Show every line in the entries below where the word "ferry" appears.

### Records shown

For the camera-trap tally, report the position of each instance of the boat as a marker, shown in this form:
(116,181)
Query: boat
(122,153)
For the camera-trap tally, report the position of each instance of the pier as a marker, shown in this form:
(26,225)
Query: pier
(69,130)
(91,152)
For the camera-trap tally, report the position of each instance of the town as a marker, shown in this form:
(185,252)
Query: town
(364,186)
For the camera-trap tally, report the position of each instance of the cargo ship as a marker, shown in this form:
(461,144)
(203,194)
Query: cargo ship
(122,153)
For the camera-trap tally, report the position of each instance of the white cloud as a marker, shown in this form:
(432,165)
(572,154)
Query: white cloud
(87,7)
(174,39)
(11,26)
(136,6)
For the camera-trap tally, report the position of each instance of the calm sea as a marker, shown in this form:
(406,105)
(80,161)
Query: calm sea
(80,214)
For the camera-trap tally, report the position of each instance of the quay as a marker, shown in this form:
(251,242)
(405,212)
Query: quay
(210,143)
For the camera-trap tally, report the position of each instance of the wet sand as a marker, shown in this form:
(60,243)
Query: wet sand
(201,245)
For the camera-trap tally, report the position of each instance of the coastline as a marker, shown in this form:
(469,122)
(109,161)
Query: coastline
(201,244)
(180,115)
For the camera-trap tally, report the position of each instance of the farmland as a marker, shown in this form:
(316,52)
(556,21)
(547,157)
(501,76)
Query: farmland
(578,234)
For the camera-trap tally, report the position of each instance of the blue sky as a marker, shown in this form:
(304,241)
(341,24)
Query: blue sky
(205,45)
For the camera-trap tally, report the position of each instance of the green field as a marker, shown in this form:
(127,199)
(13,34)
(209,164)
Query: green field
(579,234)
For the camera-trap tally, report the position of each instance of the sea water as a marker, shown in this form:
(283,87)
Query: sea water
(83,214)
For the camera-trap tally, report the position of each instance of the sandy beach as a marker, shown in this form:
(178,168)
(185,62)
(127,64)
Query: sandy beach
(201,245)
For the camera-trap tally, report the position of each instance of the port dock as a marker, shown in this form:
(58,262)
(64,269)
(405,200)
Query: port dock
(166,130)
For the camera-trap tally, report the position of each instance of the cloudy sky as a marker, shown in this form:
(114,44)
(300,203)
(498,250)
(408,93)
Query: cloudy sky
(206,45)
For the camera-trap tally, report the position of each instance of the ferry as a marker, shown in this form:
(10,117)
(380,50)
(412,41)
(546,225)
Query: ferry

######

**Task solution**
For the camera-trap tally, report the position of each instance of the ferry as a marker, shown in this form:
Query: ferry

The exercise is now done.